**Task brief**
Every record that follows should be printed verbatim.

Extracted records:

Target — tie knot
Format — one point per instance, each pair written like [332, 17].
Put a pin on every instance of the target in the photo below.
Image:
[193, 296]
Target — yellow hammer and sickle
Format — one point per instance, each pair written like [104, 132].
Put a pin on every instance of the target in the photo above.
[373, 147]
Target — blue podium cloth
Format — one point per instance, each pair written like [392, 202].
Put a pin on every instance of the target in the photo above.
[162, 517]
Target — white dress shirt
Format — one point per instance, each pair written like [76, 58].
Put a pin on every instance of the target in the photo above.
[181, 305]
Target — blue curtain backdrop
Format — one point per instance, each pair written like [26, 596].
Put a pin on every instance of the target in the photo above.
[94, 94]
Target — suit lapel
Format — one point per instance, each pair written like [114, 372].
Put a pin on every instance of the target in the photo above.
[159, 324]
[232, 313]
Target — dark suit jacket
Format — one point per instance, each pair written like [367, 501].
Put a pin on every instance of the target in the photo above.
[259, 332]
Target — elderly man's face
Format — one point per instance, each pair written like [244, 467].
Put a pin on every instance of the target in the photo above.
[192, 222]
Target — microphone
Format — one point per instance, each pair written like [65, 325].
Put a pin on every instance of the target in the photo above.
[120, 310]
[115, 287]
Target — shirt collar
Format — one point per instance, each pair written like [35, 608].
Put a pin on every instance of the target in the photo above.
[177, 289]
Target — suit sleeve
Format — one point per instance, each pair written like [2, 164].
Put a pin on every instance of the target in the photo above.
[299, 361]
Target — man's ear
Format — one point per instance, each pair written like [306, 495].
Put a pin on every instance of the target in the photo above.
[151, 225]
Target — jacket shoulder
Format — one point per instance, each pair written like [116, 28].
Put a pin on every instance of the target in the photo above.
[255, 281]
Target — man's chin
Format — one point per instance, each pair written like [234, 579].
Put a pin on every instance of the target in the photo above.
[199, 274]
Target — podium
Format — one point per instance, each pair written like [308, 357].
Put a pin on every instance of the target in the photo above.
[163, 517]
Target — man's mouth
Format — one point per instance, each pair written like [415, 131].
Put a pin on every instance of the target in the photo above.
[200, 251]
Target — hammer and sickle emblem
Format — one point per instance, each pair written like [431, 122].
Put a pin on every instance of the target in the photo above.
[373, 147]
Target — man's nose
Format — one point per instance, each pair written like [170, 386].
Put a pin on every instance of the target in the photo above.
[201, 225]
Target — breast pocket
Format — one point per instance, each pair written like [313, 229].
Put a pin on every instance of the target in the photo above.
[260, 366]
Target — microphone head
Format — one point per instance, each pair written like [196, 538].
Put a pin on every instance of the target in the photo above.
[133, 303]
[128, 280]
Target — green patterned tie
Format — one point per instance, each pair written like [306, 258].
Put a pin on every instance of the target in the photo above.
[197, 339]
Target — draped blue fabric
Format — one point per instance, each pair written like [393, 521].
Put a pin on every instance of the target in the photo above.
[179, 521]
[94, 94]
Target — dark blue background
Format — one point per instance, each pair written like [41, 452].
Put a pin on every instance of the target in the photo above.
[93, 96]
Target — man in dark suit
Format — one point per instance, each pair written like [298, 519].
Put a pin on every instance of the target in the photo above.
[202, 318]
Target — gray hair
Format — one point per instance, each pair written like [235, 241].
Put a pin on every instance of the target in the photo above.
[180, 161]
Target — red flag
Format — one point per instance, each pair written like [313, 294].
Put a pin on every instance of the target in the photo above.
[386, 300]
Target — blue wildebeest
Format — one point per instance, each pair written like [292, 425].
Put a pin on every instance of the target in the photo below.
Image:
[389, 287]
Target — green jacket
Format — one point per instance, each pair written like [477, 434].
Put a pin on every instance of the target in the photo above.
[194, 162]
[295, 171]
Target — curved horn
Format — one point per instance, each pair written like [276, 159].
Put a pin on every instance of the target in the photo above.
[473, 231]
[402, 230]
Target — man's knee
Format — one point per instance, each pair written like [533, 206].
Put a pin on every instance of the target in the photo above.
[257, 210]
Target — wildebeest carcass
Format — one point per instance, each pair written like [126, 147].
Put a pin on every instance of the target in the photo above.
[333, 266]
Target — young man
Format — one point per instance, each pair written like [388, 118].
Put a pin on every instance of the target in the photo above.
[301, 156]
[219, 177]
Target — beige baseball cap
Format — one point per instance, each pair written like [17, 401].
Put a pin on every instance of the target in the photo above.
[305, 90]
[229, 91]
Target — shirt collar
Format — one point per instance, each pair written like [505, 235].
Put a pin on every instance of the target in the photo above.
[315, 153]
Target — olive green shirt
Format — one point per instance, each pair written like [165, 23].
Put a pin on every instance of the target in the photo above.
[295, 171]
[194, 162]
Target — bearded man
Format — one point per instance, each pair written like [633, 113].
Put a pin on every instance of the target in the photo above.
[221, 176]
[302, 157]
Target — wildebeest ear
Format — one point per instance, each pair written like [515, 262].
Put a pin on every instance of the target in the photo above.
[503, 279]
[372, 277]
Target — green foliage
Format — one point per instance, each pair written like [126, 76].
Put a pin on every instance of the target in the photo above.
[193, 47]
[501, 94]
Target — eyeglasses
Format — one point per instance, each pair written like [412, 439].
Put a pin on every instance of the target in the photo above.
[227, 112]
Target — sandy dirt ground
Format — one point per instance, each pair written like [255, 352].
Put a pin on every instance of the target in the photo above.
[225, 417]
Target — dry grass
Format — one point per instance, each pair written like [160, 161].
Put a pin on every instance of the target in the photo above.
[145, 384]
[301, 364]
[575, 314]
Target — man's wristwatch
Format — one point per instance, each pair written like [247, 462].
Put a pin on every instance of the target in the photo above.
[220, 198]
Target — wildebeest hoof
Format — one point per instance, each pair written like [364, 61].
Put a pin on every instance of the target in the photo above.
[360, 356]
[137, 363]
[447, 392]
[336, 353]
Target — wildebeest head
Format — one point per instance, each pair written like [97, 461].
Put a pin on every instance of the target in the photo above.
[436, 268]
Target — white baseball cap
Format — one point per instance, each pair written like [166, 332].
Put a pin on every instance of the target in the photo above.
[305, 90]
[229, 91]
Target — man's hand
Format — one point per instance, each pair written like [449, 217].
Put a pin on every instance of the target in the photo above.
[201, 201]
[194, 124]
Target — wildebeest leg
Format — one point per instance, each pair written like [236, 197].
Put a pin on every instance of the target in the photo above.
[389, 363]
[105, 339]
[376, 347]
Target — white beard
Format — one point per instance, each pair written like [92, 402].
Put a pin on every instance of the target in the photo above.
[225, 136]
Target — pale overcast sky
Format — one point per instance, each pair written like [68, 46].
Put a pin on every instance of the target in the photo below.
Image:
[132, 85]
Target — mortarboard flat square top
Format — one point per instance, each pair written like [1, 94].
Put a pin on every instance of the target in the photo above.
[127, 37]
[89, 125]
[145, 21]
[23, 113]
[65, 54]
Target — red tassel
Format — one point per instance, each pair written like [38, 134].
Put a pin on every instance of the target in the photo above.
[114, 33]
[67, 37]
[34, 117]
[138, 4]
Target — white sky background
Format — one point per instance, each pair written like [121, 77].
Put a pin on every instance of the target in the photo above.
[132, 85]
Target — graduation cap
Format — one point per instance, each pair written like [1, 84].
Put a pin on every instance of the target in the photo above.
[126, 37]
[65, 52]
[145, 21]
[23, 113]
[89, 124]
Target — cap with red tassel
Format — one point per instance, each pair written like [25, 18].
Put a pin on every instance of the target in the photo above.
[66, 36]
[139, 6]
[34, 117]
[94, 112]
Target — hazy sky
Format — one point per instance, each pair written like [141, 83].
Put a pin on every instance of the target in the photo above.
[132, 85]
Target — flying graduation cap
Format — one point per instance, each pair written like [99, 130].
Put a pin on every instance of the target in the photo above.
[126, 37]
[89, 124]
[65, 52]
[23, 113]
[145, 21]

**Response**
Target — tie knot
Format — one point per instance, each pair written like [332, 17].
Put a pin on every instance of the target in the photo below.
Image:
[193, 296]
Target — yellow hammer and sickle
Format — one point per instance, each pair written like [104, 132].
Put a pin on every instance of the target in the photo above.
[373, 147]
Target — blue podium cloth
Format — one point per instance, each pair written like [392, 202].
Put a pin on every instance of the target in the photo above.
[162, 517]
Target — white dress shirt
Format — one point per instance, each pair written like [76, 58].
Put a pin on every instance of the target in the photo above.
[181, 305]
Target — blue curtain backdrop
Format — one point per instance, each pair written like [26, 596].
Put a pin on every instance of the target in the photo above.
[94, 94]
Target — suit lapel
Format — one point per instance, each pair written like [114, 372].
Put a pin on every instance of the target in the photo above.
[159, 324]
[232, 313]
Target — dark suit jacket
Format — one point per instance, each pair written like [367, 501].
Put a pin on every instance of the target in the photo above.
[259, 332]
Target — elderly man's face
Format — one point per instance, each pair written like [244, 467].
Put a pin on every instance of the target in the photo above.
[192, 222]
Target — microphone
Format — one point per instance, each pair written like [65, 325].
Put a pin on every instance of the target in the photo above.
[120, 310]
[115, 287]
Target — shirt collar
Format — one point per instance, each pair written like [35, 608].
Put a pin on every instance of the target in the photo above.
[177, 289]
Target — suit sleeve
Format — one point per instance, each pair written like [2, 164].
Put a pin on every instance of the target in the photo above.
[299, 361]
Target — man's ear
Format — one point per instance, each pair written like [306, 495].
Put a pin on every instance of the target in the photo above.
[151, 225]
Target — jacket shoulder
Format — one point per instance, each pair written like [116, 28].
Put a pin on every instance of the target in the photo above.
[255, 281]
Target — man's chin
Format — one point per instance, each pair written like [234, 579].
Put a pin on every instance of the target in the photo above.
[199, 274]
Target — podium
Format — one point per instance, each pair written like [308, 357].
Put a pin on every instance of the target in the photo above.
[163, 517]
Target — man's mouth
Format — one point per instance, each pair written like [415, 131].
Put a pin on every instance of the target in the photo above.
[200, 251]
Target — hammer and sickle emblem
Format — one point per instance, each pair written like [431, 122].
Put a pin on every instance of the target in the photo above.
[373, 147]
Target — man's nose
Format — one point per instance, each pair written like [170, 386].
Put a pin on every instance of the target in the photo above.
[201, 225]
Target — breast pocket
Format — one point per instance, each pair written like [313, 229].
Put a pin on every instance of the target in the photo above.
[260, 366]
Target — microphone head
Format — one point per instance, each pair written like [196, 538].
Put a pin on every instance of the target in the photo above.
[133, 303]
[128, 280]
Target — green patterned tie
Format — one point per instance, each pair written like [306, 258].
Put a pin on every instance of the target in the photo above.
[197, 339]
Target — draped blue fabric
Format — one point per instance, each pair written like [393, 521].
Put a pin on every instance of the target in the photo above.
[179, 521]
[94, 94]
Target — dark blue background
Format — one point per instance, each pair written like [41, 452].
Put a pin on every instance of the target in the photo above.
[93, 96]
Target — man in dark suit
Format — one point per instance, each pair written like [298, 519].
Put a pin on every instance of the target in the photo above.
[202, 318]
Target — gray hair
Format — one point per instance, each pair written like [235, 241].
Put a pin on every instance of the target in the photo above.
[180, 161]
Target — red flag
Format — one point per instance, each pair written like [313, 294].
Put a pin on every instance of the target in the photo above.
[386, 300]
Target — blue wildebeest
Format — one point per instance, each pair written like [292, 425].
Put a pin on every instance of the target in the photo below.
Image:
[389, 287]
Target — green jacket
Format — one point per instance, each pair written like [477, 434].
Put a pin on every instance of the target in the photo above.
[194, 162]
[295, 171]
Target — curved horn
Format — one point per instance, each pair written like [276, 159].
Put a pin on every instance of the target in the photo above.
[473, 231]
[402, 230]
Target — man's knee
Format — one point per instance, each pair written like [533, 206].
Put a pin on every instance of the target in the photo above.
[257, 210]
Target — wildebeest carcass
Format — one point per instance, each pair written like [126, 147].
Put a pin on every instance of the target in the photo above.
[333, 266]
Target — young man
Format — one point per instance, each pair written like [388, 118].
Put a pin on every instance of the target in the photo above.
[301, 156]
[219, 177]
Target — beige baseball cap
Format — one point per instance, each pair written like [17, 401].
Put a pin on every instance of the target in the photo above.
[305, 90]
[229, 91]
Target — shirt collar
Format — one point per instance, each pair written like [505, 235].
Put a pin on every instance of the target in the photo above.
[315, 153]
Target — olive green shirt
Format — one point per instance, each pair written like [165, 23].
Put a pin on every instance of the target in the photo above.
[295, 171]
[194, 162]
Target — bearded man
Format — one point per instance, each pair written like [633, 113].
Put a pin on every instance of the target in the photo above.
[221, 176]
[302, 157]
Target — wildebeest ear
Format — one point per instance, each pair written like [515, 262].
Put a pin on every instance of the target in the photo above.
[503, 279]
[372, 277]
Target — green foliage
Format — one point per instance, each pair written like [126, 76].
Put a pin on every instance of the target in the photo above.
[193, 47]
[501, 94]
Target — eyeglasses
Format — one point per instance, each pair written like [412, 439].
Put a pin on every instance of the target in the photo above.
[227, 112]
Target — sandy dirt ground
Format — one point per instance, each pair written like [255, 352].
Put a pin on every instance of the target in the photo above.
[225, 417]
Target — dry grass
Format — one point per instance, each pair written like [160, 161].
Put a pin on every instance of the target in the photo above.
[145, 384]
[301, 364]
[575, 314]
Target — man's wristwatch
Format — one point per instance, each pair written like [247, 462].
Put a pin on every instance of the target in the photo above.
[220, 198]
Target — wildebeest hoof
Format — one point per instance, each pair written like [364, 61].
Put a pin on every instance of the target in the photo above.
[360, 356]
[137, 363]
[447, 392]
[336, 353]
Target — wildebeest head
Format — one point per instance, each pair written like [97, 461].
Put a pin on every instance of the target in the photo above.
[436, 268]
Target — white baseball cap
Format — one point per instance, each pair written like [166, 332].
Put a pin on every instance of the target in the photo above.
[305, 90]
[229, 91]
Target — man's hand
Format — one point per instance, each pair written like [449, 217].
Put a pin on every instance of the target in the photo above.
[201, 201]
[194, 124]
Target — wildebeest leg
Format — one point per instance, each pair written like [236, 197].
Put a pin on every instance of the target in the photo above.
[389, 363]
[105, 339]
[376, 347]
Target — white beard
Format — one point per instance, each pair written like [92, 402].
Put a pin on every instance of the target in the photo above.
[225, 136]
Target — pale overcast sky
Format — one point per instance, each pair written like [68, 46].
Put a pin on every instance of the target in the photo below.
Image:
[132, 85]
Target — mortarboard flat square top
Format — one point per instance, each pair written like [1, 94].
Put a pin on every instance of the target in the photo above.
[127, 37]
[89, 125]
[145, 21]
[23, 113]
[65, 54]
Target — red tassel
Format — one point per instance, each pair written like [38, 134].
Put a pin on every instance of the target in the photo above.
[114, 33]
[67, 37]
[34, 117]
[138, 4]
Target — white sky background
Format — one point per instance, each pair written like [121, 77].
Put a pin on every instance of the target in the photo above.
[132, 85]
Target — graduation cap
Format — one point per instance, each pair written like [1, 84].
Put a pin on every instance of the target in the photo above.
[126, 37]
[65, 52]
[145, 21]
[23, 113]
[89, 124]
Target — cap with red tassel
Format — one point per instance, each pair written like [25, 18].
Put a pin on every instance of the target in the photo above.
[66, 36]
[139, 6]
[34, 117]
[94, 112]
Target — hazy sky
Format — one point per instance, each pair written like [141, 83].
Put a pin on every instance of the target in the photo above.
[132, 85]
Target — flying graduation cap
Format — one point per instance, each pair written like [99, 130].
Put a pin on every instance of the target in the photo above.
[126, 37]
[89, 124]
[65, 52]
[23, 113]
[145, 21]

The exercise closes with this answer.